■ **WHAT YOU SHOULD DO**: Could you switch every "Mark a point on" to "Place a dot on" in the material below and return the lines with nothing else changed and the pictures left out?

■ **DATA PROVIDED**:
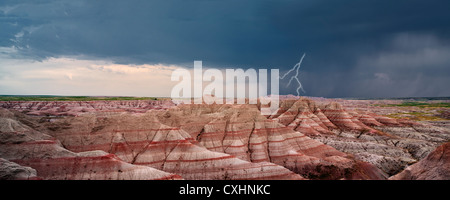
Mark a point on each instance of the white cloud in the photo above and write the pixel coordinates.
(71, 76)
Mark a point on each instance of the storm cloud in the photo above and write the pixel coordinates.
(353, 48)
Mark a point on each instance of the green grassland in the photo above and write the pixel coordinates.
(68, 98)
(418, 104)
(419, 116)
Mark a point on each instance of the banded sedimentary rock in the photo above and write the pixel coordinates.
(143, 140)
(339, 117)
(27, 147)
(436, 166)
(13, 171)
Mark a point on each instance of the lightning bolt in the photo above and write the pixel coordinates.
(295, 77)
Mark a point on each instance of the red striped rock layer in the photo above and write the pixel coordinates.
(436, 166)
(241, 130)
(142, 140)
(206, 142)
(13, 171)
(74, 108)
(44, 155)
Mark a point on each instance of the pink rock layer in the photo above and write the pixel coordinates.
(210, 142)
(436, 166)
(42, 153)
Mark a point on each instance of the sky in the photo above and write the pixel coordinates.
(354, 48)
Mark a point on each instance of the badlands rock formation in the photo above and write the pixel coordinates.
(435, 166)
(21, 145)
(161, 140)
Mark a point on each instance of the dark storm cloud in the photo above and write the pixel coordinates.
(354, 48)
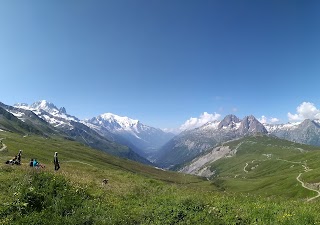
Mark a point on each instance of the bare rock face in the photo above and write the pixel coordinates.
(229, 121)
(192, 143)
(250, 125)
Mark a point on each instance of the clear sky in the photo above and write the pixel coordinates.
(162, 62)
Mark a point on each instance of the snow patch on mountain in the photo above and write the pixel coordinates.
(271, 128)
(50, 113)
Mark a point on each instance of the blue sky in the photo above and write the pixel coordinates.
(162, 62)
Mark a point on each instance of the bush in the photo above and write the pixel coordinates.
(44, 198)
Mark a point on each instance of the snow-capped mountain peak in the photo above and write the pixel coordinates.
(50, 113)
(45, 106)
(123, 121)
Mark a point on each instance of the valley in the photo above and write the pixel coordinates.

■ **SOLUTION**:
Place a dot on each instance of the white cloud in the photo above and write the pixel coordinates.
(71, 76)
Place a dot on each instance of the storm cloud in the photo above and write the pixel coordinates.
(353, 48)
Place a dot on each instance of the green grassland in the photo above and write the pixel coordinates.
(68, 98)
(418, 104)
(419, 116)
Place a dot on each instance of the banded sedimentary rock in the photo above and write the pixel coordinates.
(143, 140)
(339, 117)
(27, 147)
(436, 166)
(13, 171)
Place a dot on each instance of the lightning bolt in the photo above and write the pixel coordinates.
(295, 77)
Place a dot on each instance of the red striped rock layer in the photo above and write the pixel coordinates.
(436, 166)
(241, 130)
(142, 140)
(206, 142)
(13, 171)
(74, 108)
(44, 155)
Place a dot on each instance of the pink rock layer in the photo above and write the pixel coordinates.
(210, 142)
(436, 166)
(42, 153)
Place a dot on each instance of the sky in the photo above and write the pixel coordinates.
(354, 48)
Place a dot on each instance of the badlands rock formation in the photo above and write the pixel coordinates.
(435, 166)
(21, 145)
(161, 140)
Place a dot on each instance of the dark storm cloud in the photo above and write the pixel coordinates.
(354, 48)
Place a dot on each instance of the bare rock face in the photo above and write the pixel coordinates.
(229, 121)
(192, 143)
(250, 125)
Place a dot on each instance of the clear sky in the photo above and write the pixel coordinates.
(162, 62)
Place a dot on each instance of the snow patch on mountain in the photo above and write the pixel coordinates.
(271, 128)
(50, 113)
Place a dot on each instance of the blue sky in the photo above and write the pixel coordinates.
(162, 62)
Place a dot on each instance of the bush in the photo above and write the pixel coordinates.
(44, 198)
Place a dot on each instance of the snow-capped mountain peak in the photo above and write the pixel coordinates.
(50, 113)
(45, 106)
(123, 121)
Place a dot on each instance of the valley in the photo above and write the pixel coordinates.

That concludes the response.